▶ Records for the exercise
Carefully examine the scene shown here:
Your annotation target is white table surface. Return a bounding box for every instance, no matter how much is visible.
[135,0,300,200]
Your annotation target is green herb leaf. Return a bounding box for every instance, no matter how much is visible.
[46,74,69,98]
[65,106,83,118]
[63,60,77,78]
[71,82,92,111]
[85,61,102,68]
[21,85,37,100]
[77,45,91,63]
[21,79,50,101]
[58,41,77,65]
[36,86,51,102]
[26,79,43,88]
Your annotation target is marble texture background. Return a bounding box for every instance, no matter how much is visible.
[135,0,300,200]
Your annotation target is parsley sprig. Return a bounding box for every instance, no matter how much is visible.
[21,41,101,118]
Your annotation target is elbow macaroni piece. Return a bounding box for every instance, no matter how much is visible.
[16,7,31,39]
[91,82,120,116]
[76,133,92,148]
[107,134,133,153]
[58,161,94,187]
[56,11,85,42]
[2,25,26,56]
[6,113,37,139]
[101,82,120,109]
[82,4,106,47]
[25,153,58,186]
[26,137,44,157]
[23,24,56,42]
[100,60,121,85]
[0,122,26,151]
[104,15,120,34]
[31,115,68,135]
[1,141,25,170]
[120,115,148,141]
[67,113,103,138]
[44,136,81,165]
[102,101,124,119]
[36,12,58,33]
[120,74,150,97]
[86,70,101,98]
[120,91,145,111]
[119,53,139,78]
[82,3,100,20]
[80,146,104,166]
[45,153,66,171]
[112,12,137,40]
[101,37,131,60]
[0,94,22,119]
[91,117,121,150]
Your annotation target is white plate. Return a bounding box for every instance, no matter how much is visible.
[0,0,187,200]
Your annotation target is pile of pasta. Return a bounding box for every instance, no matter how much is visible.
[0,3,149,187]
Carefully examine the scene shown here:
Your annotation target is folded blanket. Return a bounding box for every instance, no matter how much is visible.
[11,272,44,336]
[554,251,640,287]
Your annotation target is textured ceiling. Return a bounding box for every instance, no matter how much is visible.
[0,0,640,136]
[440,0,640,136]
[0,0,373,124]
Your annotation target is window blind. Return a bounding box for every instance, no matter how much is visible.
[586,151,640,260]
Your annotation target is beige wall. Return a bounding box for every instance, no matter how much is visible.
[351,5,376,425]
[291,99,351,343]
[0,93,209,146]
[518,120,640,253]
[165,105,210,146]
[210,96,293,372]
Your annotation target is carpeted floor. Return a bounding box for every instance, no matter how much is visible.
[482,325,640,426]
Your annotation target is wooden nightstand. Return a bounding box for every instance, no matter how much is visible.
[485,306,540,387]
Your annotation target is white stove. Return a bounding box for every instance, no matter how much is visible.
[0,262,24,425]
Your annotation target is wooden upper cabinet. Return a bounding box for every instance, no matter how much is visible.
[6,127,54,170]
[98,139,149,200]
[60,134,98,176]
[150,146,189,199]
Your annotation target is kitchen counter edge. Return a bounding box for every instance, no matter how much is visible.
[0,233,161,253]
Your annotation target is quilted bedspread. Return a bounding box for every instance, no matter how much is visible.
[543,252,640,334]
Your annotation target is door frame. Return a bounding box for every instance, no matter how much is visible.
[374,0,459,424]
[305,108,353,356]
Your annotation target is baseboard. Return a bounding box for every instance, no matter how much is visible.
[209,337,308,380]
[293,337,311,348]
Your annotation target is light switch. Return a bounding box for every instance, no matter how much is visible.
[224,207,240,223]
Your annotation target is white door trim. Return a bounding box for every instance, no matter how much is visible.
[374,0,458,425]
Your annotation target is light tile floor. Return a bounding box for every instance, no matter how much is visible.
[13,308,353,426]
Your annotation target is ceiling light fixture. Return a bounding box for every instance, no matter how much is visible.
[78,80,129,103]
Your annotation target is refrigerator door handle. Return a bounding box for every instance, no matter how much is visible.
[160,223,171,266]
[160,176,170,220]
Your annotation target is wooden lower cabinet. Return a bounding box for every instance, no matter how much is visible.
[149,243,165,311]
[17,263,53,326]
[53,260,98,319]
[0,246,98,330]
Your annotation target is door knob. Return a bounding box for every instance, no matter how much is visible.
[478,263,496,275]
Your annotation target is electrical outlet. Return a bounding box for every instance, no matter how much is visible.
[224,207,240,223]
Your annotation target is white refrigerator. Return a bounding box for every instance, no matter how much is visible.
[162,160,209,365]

▶ The problem
Reproduce all of the entries above verbatim, with no changes.

▶ Problem solution
Carefully examine the scene shown here:
Your annotation target is white table surface. Return a bounding box for every instance, no matter how much is visible.
[135,0,300,200]
Your annotation target is green herb leaf. Return a bounding box for every instance, no matter how much is visible.
[46,74,69,98]
[65,106,83,118]
[63,60,77,78]
[71,82,92,111]
[85,61,102,68]
[21,85,37,100]
[77,45,91,63]
[21,79,50,101]
[58,41,77,65]
[36,86,51,102]
[26,79,43,88]
Your annotation target is marble texture background. Return a bounding box for every instance, no matter how much is visible.
[135,0,300,200]
Your annotation target is parsley sprig. Return a bounding box for every instance, no matter how much is visible.
[21,41,101,118]
Your annotation target is elbow macaroni piece. Return a bounding box for every instance, no matter how much is visible.
[16,7,31,39]
[91,82,120,116]
[76,133,92,148]
[107,134,133,153]
[58,161,94,187]
[56,11,85,42]
[2,25,26,56]
[6,113,37,139]
[101,82,120,109]
[82,4,106,47]
[25,153,58,186]
[26,137,44,157]
[23,24,56,42]
[100,60,121,85]
[0,122,26,151]
[104,15,120,34]
[31,115,68,135]
[1,141,25,170]
[120,115,148,141]
[67,113,103,138]
[44,136,81,165]
[102,101,124,119]
[36,12,58,33]
[120,74,150,97]
[86,70,101,98]
[120,91,145,111]
[119,53,139,78]
[82,3,100,20]
[80,146,104,166]
[45,153,66,171]
[112,12,137,40]
[101,37,131,60]
[0,94,22,119]
[91,117,121,150]
Your annotation target is white plate. Return a bounding box for every instance, no matter how much is visible.
[0,0,187,200]
Your annotation target is pile of pasta. Return a bounding box for every instance, no matter how much is visible.
[0,3,149,187]
Carefully examine the scene shown here:
Your annotation target is folded blanket. Return a bounding box for every instance, no matter how much is visible.
[11,272,44,336]
[554,251,640,287]
Your annotation target is textured ceiling. Return a bounding box for every instance, no matter how much is visible.
[0,0,640,136]
[440,0,640,136]
[0,0,373,124]
Your annotation target is window blind. Return a bounding box for every instance, no matter how much is visible.
[586,151,640,260]
Your annotation target is beige wall. Return a bounding box for every instance, no matter how much is visible.
[351,5,376,425]
[291,99,351,343]
[0,93,209,146]
[518,120,640,253]
[165,105,210,146]
[210,96,293,372]
Your annotation target is carpeted floor. Return a bounding box for every instance, no matter how much is visible.
[482,325,640,426]
Your annotation target is wooden nightstand. Return a bounding box for every instance, no matter how much is visible.
[485,306,540,387]
Your annotation target is white stove. Return a bounding box for every instance, no matter how much is visible.
[0,262,24,425]
Your annotation target is wooden upper cabinet. Return a bounding box for every instance, no matter how much is visible.
[6,127,54,170]
[98,139,149,200]
[60,134,98,176]
[150,146,189,199]
Your annotation target is kitchen counter edge. Return a bounding box for every instance, no matter how much is visible.
[0,233,161,253]
Your annotation target is quilted bedspread. Return a bounding box for every instance, no matter how much is visible.
[543,252,640,334]
Your annotation target is door frame. Return a bounding box for every instance, no matter how much is visible.
[374,0,459,424]
[305,108,353,356]
Your annotation target is baseboard. Return a bounding box for every instance, no matter how much is visible.
[209,337,308,380]
[293,337,311,348]
Your annotation target is light switch. Return a bounding box for every instance, no matter how much is visible.
[224,207,240,223]
Your annotation target is white door trim. Return a bounding box for every instance, no matter how much is visible.
[374,0,458,425]
Your annotation target is light tile floor. Return a bounding box for every instance, no matter how much is visible.
[13,308,353,426]
Your annotation target is ceiling light fixture. Return a bounding box for every instance, no matter how much is visible.
[78,80,129,103]
Your annotation target is refrigerator door handle. Return a bounding box for every instance, no matter how much is visible.
[160,223,171,266]
[160,176,170,220]
Your annotation target is wooden lower cabinet. Return a bounding box for every instance, no matter how much is visible.
[149,243,165,311]
[17,263,53,326]
[53,260,98,319]
[0,246,98,330]
Your annotation target is door knob. Return a bounding box for every instance, no matter how much is visible.
[478,263,496,275]
Your annotation target is electrical outlet. Return a bounding box for every instance, no matter how much is visible.
[224,207,240,223]
Your annotation target is white refrigerator. Return a bounding box for every instance, no matter how much is visible.
[162,160,209,365]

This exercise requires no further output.